■ Given problem: Copy each of the records below word for word, keeping them in the same order.

::: The records :::

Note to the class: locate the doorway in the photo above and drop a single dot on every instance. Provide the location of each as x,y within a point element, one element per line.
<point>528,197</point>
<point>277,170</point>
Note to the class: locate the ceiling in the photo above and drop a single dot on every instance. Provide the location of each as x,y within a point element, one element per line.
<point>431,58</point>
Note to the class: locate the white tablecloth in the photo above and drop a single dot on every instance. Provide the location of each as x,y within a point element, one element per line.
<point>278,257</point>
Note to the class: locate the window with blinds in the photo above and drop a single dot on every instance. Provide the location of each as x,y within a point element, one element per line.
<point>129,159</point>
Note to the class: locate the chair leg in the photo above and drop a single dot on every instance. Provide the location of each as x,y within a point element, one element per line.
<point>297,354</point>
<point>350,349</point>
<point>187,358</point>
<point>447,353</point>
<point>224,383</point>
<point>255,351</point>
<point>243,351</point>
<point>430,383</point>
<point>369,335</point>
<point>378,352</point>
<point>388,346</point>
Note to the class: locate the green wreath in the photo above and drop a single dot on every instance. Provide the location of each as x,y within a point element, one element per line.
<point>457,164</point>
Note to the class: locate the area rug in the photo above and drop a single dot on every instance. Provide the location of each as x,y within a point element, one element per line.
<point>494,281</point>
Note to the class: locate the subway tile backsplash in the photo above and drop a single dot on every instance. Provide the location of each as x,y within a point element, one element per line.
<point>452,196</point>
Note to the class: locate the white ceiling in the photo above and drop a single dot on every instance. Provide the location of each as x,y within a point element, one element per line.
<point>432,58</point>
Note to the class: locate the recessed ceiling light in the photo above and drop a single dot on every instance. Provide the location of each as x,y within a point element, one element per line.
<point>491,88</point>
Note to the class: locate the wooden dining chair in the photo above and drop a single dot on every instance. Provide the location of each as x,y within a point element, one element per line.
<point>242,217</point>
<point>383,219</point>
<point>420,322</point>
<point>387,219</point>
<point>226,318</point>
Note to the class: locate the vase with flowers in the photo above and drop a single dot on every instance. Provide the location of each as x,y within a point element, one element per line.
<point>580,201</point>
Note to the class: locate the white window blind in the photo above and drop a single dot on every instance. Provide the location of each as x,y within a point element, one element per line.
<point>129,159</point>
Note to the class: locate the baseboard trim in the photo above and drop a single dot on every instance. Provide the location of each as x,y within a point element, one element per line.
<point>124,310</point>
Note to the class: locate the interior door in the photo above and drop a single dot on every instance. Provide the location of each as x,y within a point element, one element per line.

:::

■ Complete output:
Note to the class: locate the doorway in the photo above and drop a single dot on every instance. Provide the location of each as x,y within a point element, one element per line.
<point>528,197</point>
<point>277,170</point>
Note to the class: locate the ceiling in the photo above and drop a single dot on every instance. Provide the location of each as x,y within a point element, one element per line.
<point>431,58</point>
Note to the class: locate the white tablecloth in the photo above and drop a single dot on every instance. Provide the location of each as x,y within a point element, one element per line.
<point>278,257</point>
Note to the class: locate the window with blinds in the photo above and drop a single dot on every instance. Provide the location of each as x,y within a point element, one element per line.
<point>129,159</point>
Note to the class: locate the chair leg in the photo above and drop a single dot on every instance. Provide the location of each as x,y within a point element, one element per line.
<point>297,354</point>
<point>350,349</point>
<point>187,358</point>
<point>447,353</point>
<point>224,383</point>
<point>255,351</point>
<point>243,351</point>
<point>430,383</point>
<point>369,335</point>
<point>378,352</point>
<point>388,346</point>
Note to the class: locate the green wreath in the photo above and drop a single dot on every instance. Provide the location of each as x,y within a point element, one element per line.
<point>457,164</point>
Note to the class: locate the area rug in the photo above and drop a single dot on every instance. Provide the location of each as x,y within a point element, one element per line.
<point>494,281</point>
Note to the class: locate the subway tile backsplash in the photo above and drop a single dot on every instance. Provide the location of each as x,y within a point element, one element per line.
<point>452,196</point>
Note to the class: locate the white ceiling in the photo above and drop a single dot on every instance. Provide the location of each as x,y within a point element, one element per line.
<point>432,58</point>
Note to the class: locate the recessed ceiling light in the photo above and drop a single dot on every instance. Provide the location of each as x,y within a point element, one element per line.
<point>491,88</point>
Note to the class: locate the wooden dining chair in the photo above and drop a single dot on every instance. Provide the location of each as x,y within a point element, one element per line.
<point>242,217</point>
<point>383,219</point>
<point>420,322</point>
<point>387,219</point>
<point>226,318</point>
Note to the class: locate the vase with flowers in the photo above and drop a single dot on every instance. Provide the location of each as x,y within a point element, one element per line.
<point>580,201</point>
Note to the class: locate the white window blind in the photo above and drop a single dot on every instance. Provide the location of each as x,y within a point element, one element per line.
<point>129,159</point>
Note to the class: locate the baseboard trim in the photo above and drop a single dot on every instance. Provide the location of each as x,y within a point element, one element per line.
<point>124,310</point>
Note to the class: locate the interior door in the photo above and drop a single dot on every instance. Provide the location of each as x,y within a point element, one element per line.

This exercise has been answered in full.